## PROBLEMS
(a) Answer each question using the article on Bethany Lutheran Church:
(i) On what date will Aderhold be officially installed?
(ii) In what month and year did the church's last pastor retire?
(iii) On what date did Aderhold begin preaching at the church?
(b) For each statement, say whether it agrees with the article on Bethany Lutheran Church, and quote the words that decide it:
(i) The church's last pastor retired in November 2016.
(ii) Aderhold is the church's second female pastor.
(iii) Reformation Sunday celebrates Martin Luther.
(c) Duplicate the stretch of the article on Bethany Lutheran Church from "PMG PHOTO: ANNA" through "the Lutheran Church.".

## EXCERPT TO READ
PMG PHOTO: ANNA DEL SAVIO - Pastor Ingrid Aderhold stands in Bethany Lutheran Church in Warren, the day after her first service as the church's new pastor. Aderhold will be officially installed on Oct. 27, Reformation Sunday, which celebrates Martin Luther and the start of the Lutheran Church.

After nearly three years without a pastor, Bethany Lutheran Church has welcomed the church's first female pastor.

Last Sunday, Oct. 13, Pastor Ingrid Aderhold began preaching at the Warren church.

Since the last pastor retired in November 2016, the church has had only temporary pastors lead services.

"There's a big difference between having someone come and lead your service on Sunday and having someone come and live with you in your community and be there for those middle-of-the-night phone calls," Aderhold said.

## DATA SHOWN
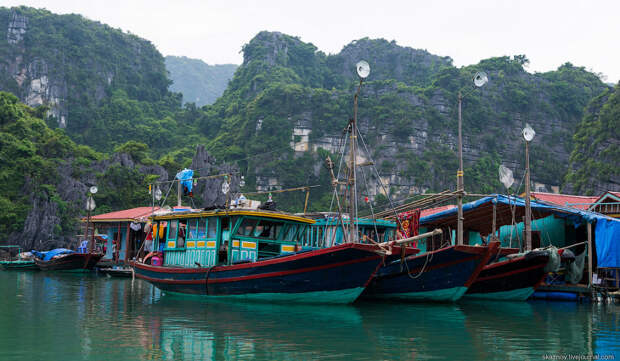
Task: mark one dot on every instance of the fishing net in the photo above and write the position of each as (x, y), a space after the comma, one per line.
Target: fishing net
(553, 265)
(575, 269)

## TASK ANSWERS
(a)
(i) Oct. 27, Reformation Sunday
(ii) November 2016
(iii) Sunday, Oct. 13

(b)
(i) Yes: "Since the last pastor retired in November 2016"
(ii) No: "the church's first female pastor"
(iii) Yes: "Reformation Sunday, which celebrates Martin Luther and the start of the Lutheran Church"

(c)
PMG PHOTO: ANNA DEL SAVIO - Pastor Ingrid Aderhold stands in Bethany Lutheran Church in Warren, the day after her first service as the church's new pastor. Aderhold will be officially installed on Oct. 27, Reformation Sunday, which celebrates Martin Luther and the start of the Lutheran Church.